**Compiti assegnati**
A. Rispondi alle seguenti domande sul testo dedicato alla cantina Calatroni:
(i) In quale data Luigi Calatroni sedeva al tavolo davanti al documento da firmare?
(ii) Quale vitigno veniva coltivato da quattro generazioni sui terreni acquisiti?
(iii) Quale piatto fumante si trova sul desco intorno a cui si riunisce la famiglia?
B. Porta avanti il testo sulla cantina Calatroni, riprendendo subito dopo l'ultima frase riportata.

**Segmento di testo**
Calatroni e Mon Carul, storie e leggende da bere dall’Oltrepò Pavese
Storie minime familiari e grandi leggende territoriali tradotte in nettari: non c’è un solo aspetto dell’attività vitivinicola e della vita quotidiana di Calatroni che non sia legato al fascino irresistibile dello storytelling, rendendo questa cantina dell’Oltrepò Pavese quasi un’espressione letteraria essa stessa.
Basti leggere come si presenta sul proprio sito, rifuggendo le furbizie della comunicazione d’impresa per attingere invece allo stile narrativo del memoir: “l’undici novembre del 1964 Luigi Calatroni era seduto ad un tavolo, di fronte a lui un foglio con il timbro del comune di Montecalvo Versiggia, un documento che avrebbe cambiato per sempre la sua vita e che aspettava solo una firma… la sua!” è l’avvincente incipit che spiega l’acquisizione della proprietà di terreni già da quattro generazioni dediti alla coltiva zione del Pinot Nero e il conseguente suo passaggio da mezzadro a proprietario, approdo agognato dopo anni di stenti nei campi seguiti alla Seconda Guerra Mondiale combattuta nella terribile campagna di Russia.
Il romanzo biografico fa un salto temporale fino al giorno d’oggi con l’affresco della modernità che attecchisce anche in campagna, mentre intorno al desco si riunisce l’intera famiglia tra il profumo di un piatto di agnolotti fumanti accompagnato sempre dall’immancabile Pinot Nero.
E’ in quel momento che “nei loro pensieri uno spunto riaffiora: chissà se tutto ciò sarebbe stato possibile senza un mezzadro di nome Vigiö”.

**Record del dataset sulla posizione degli oggetti**
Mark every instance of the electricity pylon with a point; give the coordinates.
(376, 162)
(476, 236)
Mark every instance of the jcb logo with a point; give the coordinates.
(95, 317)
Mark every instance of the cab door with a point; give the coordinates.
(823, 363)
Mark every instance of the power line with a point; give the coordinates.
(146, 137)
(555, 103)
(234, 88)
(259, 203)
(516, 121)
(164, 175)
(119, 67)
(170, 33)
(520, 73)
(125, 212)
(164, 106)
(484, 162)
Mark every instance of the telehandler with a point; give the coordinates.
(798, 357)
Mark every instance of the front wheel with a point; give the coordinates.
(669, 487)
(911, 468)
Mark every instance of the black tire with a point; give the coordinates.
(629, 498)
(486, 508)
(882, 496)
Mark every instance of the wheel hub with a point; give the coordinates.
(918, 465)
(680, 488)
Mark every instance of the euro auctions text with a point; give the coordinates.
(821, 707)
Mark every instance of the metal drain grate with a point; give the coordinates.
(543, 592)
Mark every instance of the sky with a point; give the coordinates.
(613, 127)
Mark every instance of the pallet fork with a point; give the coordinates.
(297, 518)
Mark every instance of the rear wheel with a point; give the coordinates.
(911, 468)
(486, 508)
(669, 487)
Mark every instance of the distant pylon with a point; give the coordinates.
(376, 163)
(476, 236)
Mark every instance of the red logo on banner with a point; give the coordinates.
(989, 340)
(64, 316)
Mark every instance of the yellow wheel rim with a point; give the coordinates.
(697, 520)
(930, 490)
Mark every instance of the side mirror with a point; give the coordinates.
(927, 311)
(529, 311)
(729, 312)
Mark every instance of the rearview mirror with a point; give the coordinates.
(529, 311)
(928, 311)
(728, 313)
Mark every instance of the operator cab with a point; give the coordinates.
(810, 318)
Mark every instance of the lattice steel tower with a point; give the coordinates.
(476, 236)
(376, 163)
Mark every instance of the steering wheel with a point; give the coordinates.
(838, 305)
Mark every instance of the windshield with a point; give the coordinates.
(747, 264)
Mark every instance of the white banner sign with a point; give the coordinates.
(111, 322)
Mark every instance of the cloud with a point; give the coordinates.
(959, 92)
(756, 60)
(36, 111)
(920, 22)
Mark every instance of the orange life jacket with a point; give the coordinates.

**Risposte ai compiti**
A.
(i) L'undici novembre del 1964.
(ii) Il Pinot Nero.
(iii) Un piatto di agnolotti.

B.
Il Vigiö della Cà Bela era il modo in cui era conosciuto proprio quel Luigi Calatroni da cui tutto è iniziato. E Vigiö è anche il nome del vino più poetico della cantina, una Bonarda dell’Oltrepò Pavese DOC rossa e frizzante come questo terroir comanda. Anche in questo caso, ben prima delle note di degustazione, dalla cantina arriva altra narrazione che parte proprio dalla conclusione della campagna di Russia nel 1943 con la conseguente rocambolesca e fortunosa corsa di Luigi Calatroni per tornare a Montecalvo Versiggia in tempo per firmare un vitale contratto di mezzadria. Una tenacia omaggiata da questo vino che profuma di more selvatiche e si presenta al palato con un tocco amaricante e un certo piglio tannico, sviluppando sentori di ribes, mosto di fichi e sorbo. Pastoso, perfino ostico in certe evoluzioni, proprio per questo finisce col conquistare con la schiettezza.
Vigiö rientra nel progetto Bonarda dei Produttori “ideato e promosso dal Distretto del Vino di Qualità dell’Oltrepò Pavese per valorizzare il vino più tipico del territorio” attraverso “un disciplinare di produzione assai più restrittivo” di quello della DOC.
Questa referenza si trova sotto il marchio Mon Carul, termine dialettale “che identifica il comune di Montecalvo Versiggia”, composto da due sinonimi: “la radice della parola romana mons (monte) e car (come gli antichi Liguri chiamavano il monte)”.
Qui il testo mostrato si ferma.